* **STORED DATA**
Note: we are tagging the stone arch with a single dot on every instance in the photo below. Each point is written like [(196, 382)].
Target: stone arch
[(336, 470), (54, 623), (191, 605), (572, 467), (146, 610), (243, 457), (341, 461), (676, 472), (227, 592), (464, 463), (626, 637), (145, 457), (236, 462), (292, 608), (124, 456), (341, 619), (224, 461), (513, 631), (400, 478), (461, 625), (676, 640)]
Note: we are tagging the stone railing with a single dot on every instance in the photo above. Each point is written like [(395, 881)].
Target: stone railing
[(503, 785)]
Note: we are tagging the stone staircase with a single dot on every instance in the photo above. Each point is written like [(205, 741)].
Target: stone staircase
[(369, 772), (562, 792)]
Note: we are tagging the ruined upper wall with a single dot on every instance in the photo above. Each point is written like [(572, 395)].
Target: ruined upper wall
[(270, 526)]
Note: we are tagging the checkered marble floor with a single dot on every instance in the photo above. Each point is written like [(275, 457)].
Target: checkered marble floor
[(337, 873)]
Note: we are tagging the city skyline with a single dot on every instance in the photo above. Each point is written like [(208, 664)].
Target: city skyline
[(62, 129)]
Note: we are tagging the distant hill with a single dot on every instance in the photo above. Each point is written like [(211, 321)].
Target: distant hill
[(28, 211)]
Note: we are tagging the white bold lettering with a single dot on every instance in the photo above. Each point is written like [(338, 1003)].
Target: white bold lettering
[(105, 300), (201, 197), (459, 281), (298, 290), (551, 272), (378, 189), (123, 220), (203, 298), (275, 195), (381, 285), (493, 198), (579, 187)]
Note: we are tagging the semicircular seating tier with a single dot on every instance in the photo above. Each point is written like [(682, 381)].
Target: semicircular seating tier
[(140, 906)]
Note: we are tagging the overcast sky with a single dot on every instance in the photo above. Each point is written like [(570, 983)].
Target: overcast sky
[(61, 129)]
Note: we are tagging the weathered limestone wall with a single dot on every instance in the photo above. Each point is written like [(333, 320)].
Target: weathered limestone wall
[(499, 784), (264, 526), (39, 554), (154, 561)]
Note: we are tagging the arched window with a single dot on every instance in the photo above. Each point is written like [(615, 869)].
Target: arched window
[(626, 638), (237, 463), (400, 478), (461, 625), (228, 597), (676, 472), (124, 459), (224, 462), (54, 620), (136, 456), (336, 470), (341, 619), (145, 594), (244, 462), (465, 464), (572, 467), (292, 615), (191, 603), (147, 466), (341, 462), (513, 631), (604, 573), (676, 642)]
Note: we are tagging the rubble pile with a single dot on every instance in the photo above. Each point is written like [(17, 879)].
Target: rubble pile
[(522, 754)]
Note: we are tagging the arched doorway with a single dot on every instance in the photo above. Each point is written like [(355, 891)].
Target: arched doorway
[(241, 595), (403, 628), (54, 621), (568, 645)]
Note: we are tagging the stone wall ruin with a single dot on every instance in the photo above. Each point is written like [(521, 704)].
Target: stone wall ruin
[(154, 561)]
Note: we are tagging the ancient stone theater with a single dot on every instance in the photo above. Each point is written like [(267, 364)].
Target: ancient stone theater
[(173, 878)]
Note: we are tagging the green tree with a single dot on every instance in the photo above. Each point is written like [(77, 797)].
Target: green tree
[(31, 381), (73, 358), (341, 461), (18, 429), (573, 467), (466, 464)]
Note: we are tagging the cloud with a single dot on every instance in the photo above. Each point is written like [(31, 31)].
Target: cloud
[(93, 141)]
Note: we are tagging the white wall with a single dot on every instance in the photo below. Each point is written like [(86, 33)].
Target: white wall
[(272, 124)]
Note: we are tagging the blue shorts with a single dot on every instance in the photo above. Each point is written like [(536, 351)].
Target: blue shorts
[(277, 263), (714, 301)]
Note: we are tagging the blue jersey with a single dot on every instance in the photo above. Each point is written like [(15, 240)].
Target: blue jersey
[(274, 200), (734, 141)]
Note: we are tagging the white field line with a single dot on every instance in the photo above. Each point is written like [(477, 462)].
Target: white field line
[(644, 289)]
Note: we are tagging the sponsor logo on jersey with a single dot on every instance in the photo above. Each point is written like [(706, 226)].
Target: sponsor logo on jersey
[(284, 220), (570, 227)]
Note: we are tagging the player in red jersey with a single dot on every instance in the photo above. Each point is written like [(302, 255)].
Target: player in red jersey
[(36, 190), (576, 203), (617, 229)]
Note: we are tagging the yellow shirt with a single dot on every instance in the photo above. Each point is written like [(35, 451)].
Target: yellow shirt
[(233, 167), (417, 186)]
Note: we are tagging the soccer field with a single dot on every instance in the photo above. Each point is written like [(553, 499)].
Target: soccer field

* **WHAT THE TASK REQUIRES**
Print every line of the records above without a single difference.

* **FINISHED EXERCISE**
Note: we are tagging the stone arch with a single dot on every instance in the photo below. Each point is written like [(196, 382)].
Target: stone arch
[(336, 470), (54, 623), (191, 605), (572, 467), (146, 610), (243, 457), (341, 461), (676, 472), (227, 592), (464, 463), (626, 637), (145, 457), (236, 462), (292, 608), (124, 456), (341, 619), (224, 461), (513, 631), (400, 478), (461, 625), (676, 640)]
Note: we are tagging the stone railing with a single dot on every instance in the photo above. Each point is written like [(395, 881)].
Target: stone railing
[(503, 785)]
Note: we are tagging the stone staircase with a single dot on every instance in the photo above. Each point is written like [(205, 741)].
Target: stone staircase
[(369, 772), (562, 792)]
Note: we are tagging the ruined upper wall with a single dot on every instance in the photo above. Each point is written like [(572, 395)].
Target: ruined upper wall
[(270, 526)]
Note: we are tagging the checkered marble floor with a single dot on every instance in the photo above. Each point is written like [(275, 457)].
Target: checkered marble floor
[(337, 873)]
Note: we are tagging the city skyline with a single dot on every instance in the photo above. Each point is written like [(208, 664)].
Target: city skyline
[(62, 129)]
Note: we are tagging the distant hill with a single dot on every instance in the photo above. Each point is written like [(211, 321)].
Target: distant hill
[(28, 211)]
Note: we are tagging the white bold lettering with a single dot on every instance in the photo above. Each point is written like [(338, 1003)].
Target: white bold lettering
[(105, 300), (201, 197), (459, 281), (298, 290), (551, 272), (378, 189), (123, 220), (203, 298), (275, 195), (381, 285), (493, 198), (579, 187)]
Note: we are tagging the semicircular seating tier with a single dot on every instance in the photo above. Each point is written like [(682, 381)].
Target: semicircular seating tier
[(140, 906)]
Note: we are tagging the overcast sky with a single dot on every instance in the photo above. Each point is written like [(570, 983)].
Target: overcast sky
[(61, 129)]
Note: we are tagging the weathered limestone wall with a single dot on every instance in the photo above. Each point is written like [(333, 320)].
Target: weathered limestone wall
[(499, 784), (264, 526), (39, 554), (154, 561)]
Note: we are tagging the arched window with a single dot on every instance in the photo above. Each point is written like [(615, 869)].
Target: arched window
[(626, 638), (237, 463), (400, 478), (461, 625), (228, 597), (676, 472), (124, 459), (224, 462), (54, 620), (136, 456), (336, 470), (341, 619), (145, 594), (244, 462), (465, 464), (572, 467), (292, 615), (191, 603), (147, 466), (341, 462), (513, 631), (604, 573), (676, 642)]
Note: we are tagging the rubble pile with a single dot on every instance in the photo above. Each point is written like [(17, 879)].
Target: rubble pile
[(522, 754)]
Note: we are tagging the arched doorway with a single dot on every instance in the photo above. Each point is written like [(355, 891)].
Target: arched doorway
[(241, 595), (403, 628), (54, 621), (568, 645)]
Note: we are tagging the stone wall ruin with a single dot on every instance in the photo above. Each point is written like [(521, 704)].
Target: stone wall ruin
[(154, 561)]
Note: we are tagging the ancient stone theater with a single dot on every instance in the photo above. Each point is written like [(267, 364)].
Target: ancient stone theater
[(173, 878)]
Note: we are tagging the green tree with a single dot on every instance in the photo above. Each point is written like [(77, 797)].
Target: green tree
[(31, 381), (73, 358), (341, 461), (18, 429), (573, 467), (466, 464)]
Note: we are tagging the cloud with a single dot on every instance in the photo above. Each point is written like [(31, 31)].
Target: cloud
[(93, 141)]
Note: we are tagging the white wall with a single dot on every instance in the photo below. Each point is written like [(86, 33)].
Target: white wall
[(272, 124)]
Note: we are tagging the blue shorts with a single dot on every instance in the photo above. Each point is written like [(536, 351)].
Target: blue shorts
[(277, 263), (714, 301)]
Note: we are tagging the blue jersey with a single dot on every instance in the photo above. Each point is written like [(15, 240)].
Target: blue jersey
[(274, 200), (734, 141)]
Note: we are tagging the white field line with a single dot on every instance in the photo above. Each point is written like [(477, 462)].
Target: white field line
[(644, 289)]
Note: we are tagging the sponsor logo on jersey with a single dot on every instance in the photo above. Each point is written like [(706, 226)].
Target: sponsor logo on jersey
[(284, 220), (570, 227)]
Note: we are tagging the player in red jersey with a single dot on every instance in the photo above. Each point is written like [(302, 255)].
Target: player in red jersey
[(36, 190), (576, 203), (617, 229)]
Note: we are tagging the yellow shirt with a single dot on every instance in the photo above. Each point is written like [(35, 451)].
Target: yellow shirt
[(233, 167), (417, 186)]
Note: we are tagging the soccer field with a single dot on every instance in the photo above. Each point is written like [(553, 499)].
Target: soccer field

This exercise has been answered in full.